***** Task data *****

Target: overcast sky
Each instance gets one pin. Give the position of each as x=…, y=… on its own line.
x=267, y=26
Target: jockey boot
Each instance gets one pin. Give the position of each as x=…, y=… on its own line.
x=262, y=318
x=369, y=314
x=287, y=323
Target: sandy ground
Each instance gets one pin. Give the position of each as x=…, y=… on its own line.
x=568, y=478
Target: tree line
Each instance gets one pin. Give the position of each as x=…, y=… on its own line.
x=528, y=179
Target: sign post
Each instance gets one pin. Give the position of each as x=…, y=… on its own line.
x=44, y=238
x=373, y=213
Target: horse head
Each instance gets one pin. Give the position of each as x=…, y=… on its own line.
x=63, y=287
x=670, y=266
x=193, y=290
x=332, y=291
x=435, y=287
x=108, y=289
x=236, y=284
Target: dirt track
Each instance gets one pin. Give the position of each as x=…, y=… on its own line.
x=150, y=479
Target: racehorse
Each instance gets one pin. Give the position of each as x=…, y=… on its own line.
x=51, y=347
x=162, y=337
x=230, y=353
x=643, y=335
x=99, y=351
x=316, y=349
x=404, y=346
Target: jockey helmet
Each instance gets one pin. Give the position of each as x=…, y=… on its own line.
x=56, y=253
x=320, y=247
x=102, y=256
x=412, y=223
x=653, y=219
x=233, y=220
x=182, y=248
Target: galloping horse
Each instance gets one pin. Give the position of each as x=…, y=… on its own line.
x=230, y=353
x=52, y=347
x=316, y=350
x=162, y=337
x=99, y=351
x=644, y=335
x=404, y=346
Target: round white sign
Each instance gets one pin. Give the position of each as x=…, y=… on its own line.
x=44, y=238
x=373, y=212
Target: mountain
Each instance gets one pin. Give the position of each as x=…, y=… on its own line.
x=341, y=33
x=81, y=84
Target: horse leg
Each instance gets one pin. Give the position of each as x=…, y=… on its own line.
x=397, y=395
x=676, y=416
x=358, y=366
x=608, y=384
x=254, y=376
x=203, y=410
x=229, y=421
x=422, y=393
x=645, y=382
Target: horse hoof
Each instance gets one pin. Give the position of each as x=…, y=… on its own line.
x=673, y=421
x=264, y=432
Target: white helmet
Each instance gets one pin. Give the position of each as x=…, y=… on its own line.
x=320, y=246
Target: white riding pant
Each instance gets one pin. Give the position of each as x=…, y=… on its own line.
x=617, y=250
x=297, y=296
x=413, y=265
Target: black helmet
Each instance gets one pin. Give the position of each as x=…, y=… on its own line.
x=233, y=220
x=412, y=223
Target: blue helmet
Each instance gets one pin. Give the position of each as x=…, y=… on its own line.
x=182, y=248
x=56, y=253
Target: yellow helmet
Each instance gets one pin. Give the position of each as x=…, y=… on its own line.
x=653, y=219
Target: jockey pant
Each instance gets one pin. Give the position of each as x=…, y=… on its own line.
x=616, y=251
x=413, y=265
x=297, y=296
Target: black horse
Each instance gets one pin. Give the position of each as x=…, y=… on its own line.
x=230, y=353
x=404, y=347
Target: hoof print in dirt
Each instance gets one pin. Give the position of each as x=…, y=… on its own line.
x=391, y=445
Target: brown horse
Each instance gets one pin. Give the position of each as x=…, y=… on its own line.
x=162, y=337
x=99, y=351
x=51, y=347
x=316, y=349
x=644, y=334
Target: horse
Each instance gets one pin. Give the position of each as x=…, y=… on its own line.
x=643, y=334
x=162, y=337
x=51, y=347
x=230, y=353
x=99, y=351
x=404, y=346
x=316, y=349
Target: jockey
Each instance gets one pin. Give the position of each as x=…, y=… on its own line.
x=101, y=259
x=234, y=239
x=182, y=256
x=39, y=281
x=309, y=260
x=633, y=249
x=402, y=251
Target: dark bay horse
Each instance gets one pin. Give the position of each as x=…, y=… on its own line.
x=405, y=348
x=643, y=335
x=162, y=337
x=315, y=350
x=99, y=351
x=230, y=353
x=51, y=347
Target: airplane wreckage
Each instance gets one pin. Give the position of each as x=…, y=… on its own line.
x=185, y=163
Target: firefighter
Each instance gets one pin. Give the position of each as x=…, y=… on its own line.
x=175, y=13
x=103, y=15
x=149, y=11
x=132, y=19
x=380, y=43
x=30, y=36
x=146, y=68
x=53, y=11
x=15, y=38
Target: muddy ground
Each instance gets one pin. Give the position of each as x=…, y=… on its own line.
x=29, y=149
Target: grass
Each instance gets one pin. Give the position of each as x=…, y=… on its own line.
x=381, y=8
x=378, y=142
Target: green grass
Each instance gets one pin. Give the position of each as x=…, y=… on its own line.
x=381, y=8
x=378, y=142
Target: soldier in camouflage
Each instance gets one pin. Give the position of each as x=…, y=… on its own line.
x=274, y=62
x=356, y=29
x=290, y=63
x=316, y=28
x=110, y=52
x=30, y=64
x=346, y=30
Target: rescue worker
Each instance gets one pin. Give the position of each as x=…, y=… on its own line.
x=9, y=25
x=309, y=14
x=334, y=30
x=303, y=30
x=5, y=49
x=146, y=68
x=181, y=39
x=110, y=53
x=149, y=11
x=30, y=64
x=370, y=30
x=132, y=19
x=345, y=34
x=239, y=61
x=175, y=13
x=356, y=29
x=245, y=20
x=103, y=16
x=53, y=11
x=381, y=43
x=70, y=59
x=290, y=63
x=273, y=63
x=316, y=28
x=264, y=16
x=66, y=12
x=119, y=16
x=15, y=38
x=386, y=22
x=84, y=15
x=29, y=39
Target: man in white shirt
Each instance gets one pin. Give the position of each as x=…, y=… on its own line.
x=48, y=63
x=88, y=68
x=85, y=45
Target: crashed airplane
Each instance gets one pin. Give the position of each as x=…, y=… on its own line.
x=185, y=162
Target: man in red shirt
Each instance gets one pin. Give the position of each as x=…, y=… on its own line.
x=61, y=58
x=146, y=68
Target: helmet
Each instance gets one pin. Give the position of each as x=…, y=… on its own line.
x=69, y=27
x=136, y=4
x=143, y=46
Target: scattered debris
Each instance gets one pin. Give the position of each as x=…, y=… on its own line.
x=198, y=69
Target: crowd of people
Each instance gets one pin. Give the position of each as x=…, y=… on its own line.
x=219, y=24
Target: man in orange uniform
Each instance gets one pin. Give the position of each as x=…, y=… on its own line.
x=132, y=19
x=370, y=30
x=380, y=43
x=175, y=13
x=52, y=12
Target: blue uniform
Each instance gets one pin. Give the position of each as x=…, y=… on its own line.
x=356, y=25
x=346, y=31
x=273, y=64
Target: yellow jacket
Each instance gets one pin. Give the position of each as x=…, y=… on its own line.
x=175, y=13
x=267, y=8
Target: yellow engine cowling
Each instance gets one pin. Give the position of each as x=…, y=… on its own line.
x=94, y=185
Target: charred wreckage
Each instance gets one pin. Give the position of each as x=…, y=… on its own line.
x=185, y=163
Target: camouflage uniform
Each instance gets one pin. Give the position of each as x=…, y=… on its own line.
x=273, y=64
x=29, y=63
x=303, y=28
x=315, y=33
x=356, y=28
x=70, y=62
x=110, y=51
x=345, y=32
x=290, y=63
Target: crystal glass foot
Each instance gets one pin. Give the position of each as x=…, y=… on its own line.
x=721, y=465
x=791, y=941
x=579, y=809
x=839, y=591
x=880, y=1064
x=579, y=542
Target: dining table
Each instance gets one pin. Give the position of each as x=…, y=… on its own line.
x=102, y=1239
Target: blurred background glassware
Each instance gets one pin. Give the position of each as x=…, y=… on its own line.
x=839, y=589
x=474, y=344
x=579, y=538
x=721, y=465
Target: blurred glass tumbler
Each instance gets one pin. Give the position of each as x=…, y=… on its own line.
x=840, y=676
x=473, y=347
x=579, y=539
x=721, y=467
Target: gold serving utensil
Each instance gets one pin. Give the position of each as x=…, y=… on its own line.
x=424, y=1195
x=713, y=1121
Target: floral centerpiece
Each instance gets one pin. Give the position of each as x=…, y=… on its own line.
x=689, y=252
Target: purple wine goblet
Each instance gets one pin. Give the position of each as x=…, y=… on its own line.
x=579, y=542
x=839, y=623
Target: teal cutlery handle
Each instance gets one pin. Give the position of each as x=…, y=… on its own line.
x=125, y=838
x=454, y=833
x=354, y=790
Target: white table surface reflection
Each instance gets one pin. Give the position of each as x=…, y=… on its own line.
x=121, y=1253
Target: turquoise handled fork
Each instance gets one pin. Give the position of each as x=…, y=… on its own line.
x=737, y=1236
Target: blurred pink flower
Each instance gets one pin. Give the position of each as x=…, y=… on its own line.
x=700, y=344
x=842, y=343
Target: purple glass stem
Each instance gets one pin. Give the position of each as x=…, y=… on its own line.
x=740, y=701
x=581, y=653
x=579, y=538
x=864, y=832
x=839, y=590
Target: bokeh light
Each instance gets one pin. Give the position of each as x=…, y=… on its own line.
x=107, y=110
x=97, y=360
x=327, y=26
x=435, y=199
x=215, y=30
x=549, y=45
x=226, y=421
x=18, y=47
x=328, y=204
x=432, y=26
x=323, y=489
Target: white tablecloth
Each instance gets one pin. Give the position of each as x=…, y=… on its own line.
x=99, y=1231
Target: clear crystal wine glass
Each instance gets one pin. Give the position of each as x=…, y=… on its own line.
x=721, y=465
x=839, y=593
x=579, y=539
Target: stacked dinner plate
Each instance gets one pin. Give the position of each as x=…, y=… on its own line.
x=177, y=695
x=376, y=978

*****

> **Exercise aim**
Copy the rows above verbatim, covering the stretch from the line containing "Target: muddy ground" through the line containing "x=346, y=30", with both of those lines included.

> **In response**
Target: muddy ground
Each instance gets one pin. Give the position of each as x=…, y=… on its own line.
x=29, y=149
Target: grass
Each instance gets one pin. Give the position of each as x=…, y=… on its own line.
x=381, y=8
x=378, y=142
Target: green grass
Each instance gets one pin. Give the position of each as x=…, y=… on its own line.
x=381, y=8
x=378, y=142
Target: soldier in camouflage
Each instance gets one pin. Give the position of each as x=…, y=… on its own line.
x=274, y=62
x=356, y=29
x=290, y=63
x=316, y=28
x=110, y=52
x=30, y=64
x=346, y=30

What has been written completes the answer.